▼
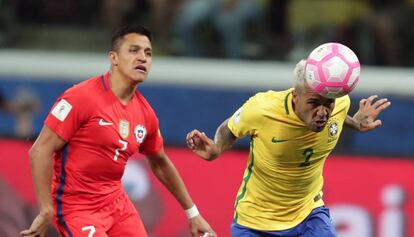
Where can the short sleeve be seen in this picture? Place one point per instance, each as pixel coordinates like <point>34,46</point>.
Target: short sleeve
<point>153,141</point>
<point>247,119</point>
<point>68,114</point>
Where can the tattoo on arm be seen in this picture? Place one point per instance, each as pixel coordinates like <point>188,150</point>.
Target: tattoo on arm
<point>224,138</point>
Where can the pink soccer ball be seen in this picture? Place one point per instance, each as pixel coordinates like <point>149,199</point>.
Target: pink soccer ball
<point>332,70</point>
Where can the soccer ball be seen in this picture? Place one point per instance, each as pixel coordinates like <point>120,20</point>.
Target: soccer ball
<point>332,70</point>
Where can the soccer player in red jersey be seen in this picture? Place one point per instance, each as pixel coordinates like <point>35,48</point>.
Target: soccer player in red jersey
<point>90,132</point>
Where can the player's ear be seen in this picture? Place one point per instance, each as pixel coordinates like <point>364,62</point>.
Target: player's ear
<point>113,58</point>
<point>294,93</point>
▲
## [AIM OF THE EXERCISE]
Could you return the whole listing exactly, images excluded?

## [OUTPUT FOR THIS EXERCISE]
Where can the short sleeve be seen in this picture? Place one point per instance, each as pixel coordinates like <point>34,46</point>.
Target: short sleeve
<point>153,141</point>
<point>247,119</point>
<point>68,114</point>
Where can the tattoo on arm be seen in this picture? Place one point per instance, each as pixel coordinates like <point>188,150</point>.
Target: tattoo on arm
<point>224,138</point>
Where can the pink soccer ball be seen in this picture? Place one point per instance, each as pixel coordinates like <point>149,199</point>.
Target: pink soccer ball
<point>332,70</point>
Where can the soccer ball be seen in this picture? Place one point per instance, each as pixel coordinates like <point>120,20</point>.
Target: soccer ball
<point>332,70</point>
Where can the soccer player in red jersey be seen in this picture? Place one point per instance, each as pixel coordinates like <point>35,48</point>.
Target: soccer player in red jersey
<point>90,132</point>
Where can the player's ear be seen in this picture? Place one point per instance, each as pixel coordinates like <point>364,62</point>.
Target: player's ear
<point>113,58</point>
<point>294,93</point>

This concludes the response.